- **Set problem A**: In the book review, how is Harland Stevens related to Roger?
- **Set problem B**: Return everything in the book review from "But sometimes the" down to "of his own.".

* Start Text *

But sometimes the scars of the past leave bitterness behind …
Harland Stevens, the man who ruined her brother’s life two years before, appears like another specter in Vivian’s life and, in spite of herself, Vivian is compelled to help him escape from a hell of his own.
Find more here.
My Review:
The Waxwood saga gets a new twist when Vivian Alderdice learns another lesson in compassion. I’m drawn into this series of the West Coast elite during the turn of the twentieth century – the Gilded Age in San Francisco. Author Tam May has done an artful job staying in character and context, scene and setting of this often overlooked and elusive era of modern history.
The Alderdice family is not what it seems – but then, everyone has secrets. The saga begins in book 1 with Vivian Alderdice’s grandmother, whose secret entices Vivian on a journey of discovery, first to unravel a mysterious friendship, then in subsequent books, a journey of self-discovery. Vivian chose to step away from the illusions of the wealthy elite to find a useful place in society. She moves in with a new friend and leaps headlong into aiding the working class society of Waxwood, the real life community just outside the resort community outside of San Francisco where the well-to-do spend summers.
In this fourth book, when Vivian’s past makes an unwelcome appearance in the guise of a former friend taking care of a relative now in a near catatonic state, the friend elicits Vivian’s help. Roger thinks she can reach inside his cousin Harland Stevens’s broken mind and find the man who once controlled the fate of young men which included her brother, resulting in disaster. Vivian has despised Stevens for ruining their lives.
Vivian receives a mysterious message about forgiveness from a beggar woman, and must decide whether to act on it. The lessons she’s learning about compassion have a greater impact than she expects. I look forward to reading more about her journey in future books.

* End Text *
* Start Data block *

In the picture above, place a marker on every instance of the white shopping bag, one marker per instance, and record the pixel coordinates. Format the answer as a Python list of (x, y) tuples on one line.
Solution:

* End Data block *

- **Worked answer A**: Harland Stevens is Roger's cousin.

- **Worked answer B**:
But sometimes the scars of the past leave bitterness behind …
Harland Stevens, the man who ruined her brother’s life two years before, appears like another specter in Vivian’s life and, in spite of herself, Vivian is compelled to help him escape from a hell of his own.